Task requirements:
Count the lines in the records that contain the word "shirt", and reply with the number alone.

Data shown:
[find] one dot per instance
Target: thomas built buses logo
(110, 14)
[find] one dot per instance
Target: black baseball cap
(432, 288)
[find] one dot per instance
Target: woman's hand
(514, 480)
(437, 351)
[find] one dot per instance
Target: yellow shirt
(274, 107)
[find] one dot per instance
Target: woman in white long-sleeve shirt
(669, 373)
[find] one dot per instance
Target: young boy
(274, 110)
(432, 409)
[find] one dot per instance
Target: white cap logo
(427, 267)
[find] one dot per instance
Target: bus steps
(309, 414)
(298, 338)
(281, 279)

...

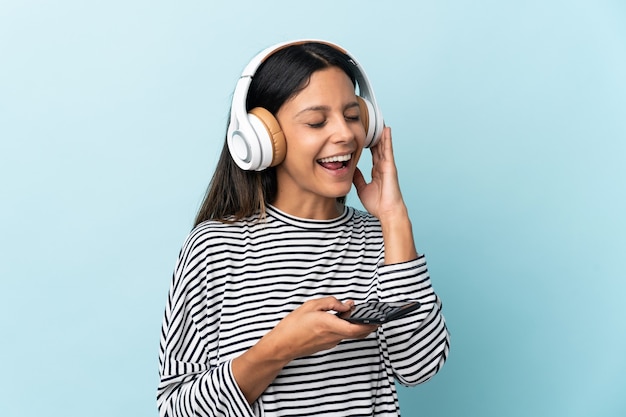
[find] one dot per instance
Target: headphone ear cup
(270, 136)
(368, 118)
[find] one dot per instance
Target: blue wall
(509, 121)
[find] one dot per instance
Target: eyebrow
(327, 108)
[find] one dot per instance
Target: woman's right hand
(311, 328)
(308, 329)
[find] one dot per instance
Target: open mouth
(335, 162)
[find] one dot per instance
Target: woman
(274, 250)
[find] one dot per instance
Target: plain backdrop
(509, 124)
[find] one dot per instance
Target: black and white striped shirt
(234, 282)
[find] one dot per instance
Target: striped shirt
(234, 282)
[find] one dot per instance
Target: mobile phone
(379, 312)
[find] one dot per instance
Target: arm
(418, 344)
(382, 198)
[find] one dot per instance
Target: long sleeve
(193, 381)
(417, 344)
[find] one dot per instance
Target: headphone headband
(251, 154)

==

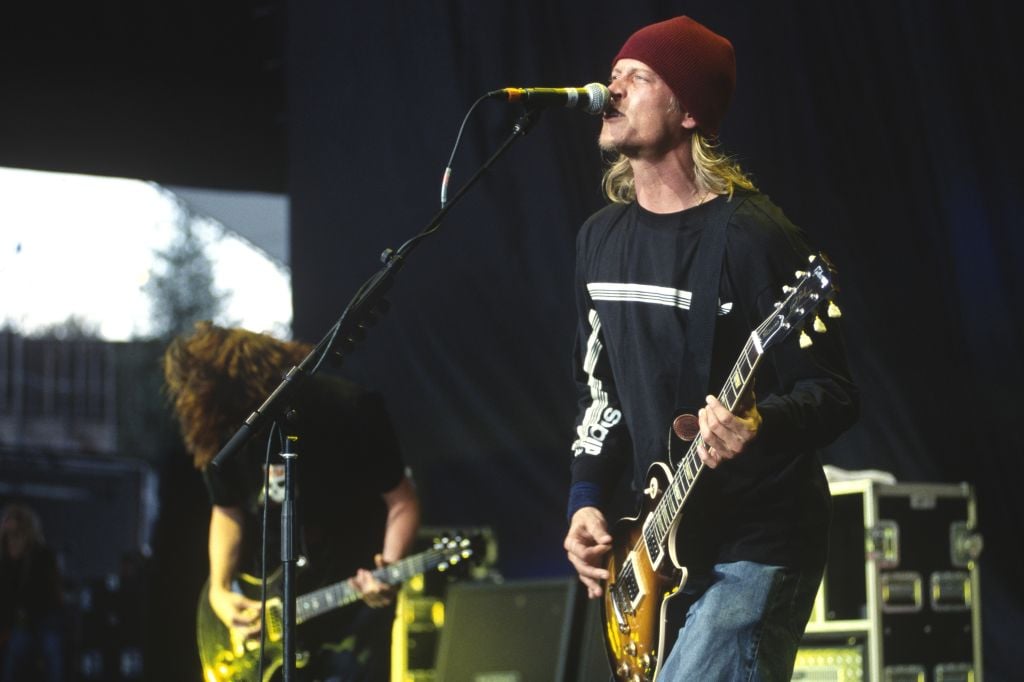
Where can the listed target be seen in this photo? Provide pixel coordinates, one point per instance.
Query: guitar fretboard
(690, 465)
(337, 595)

Finished exercise:
4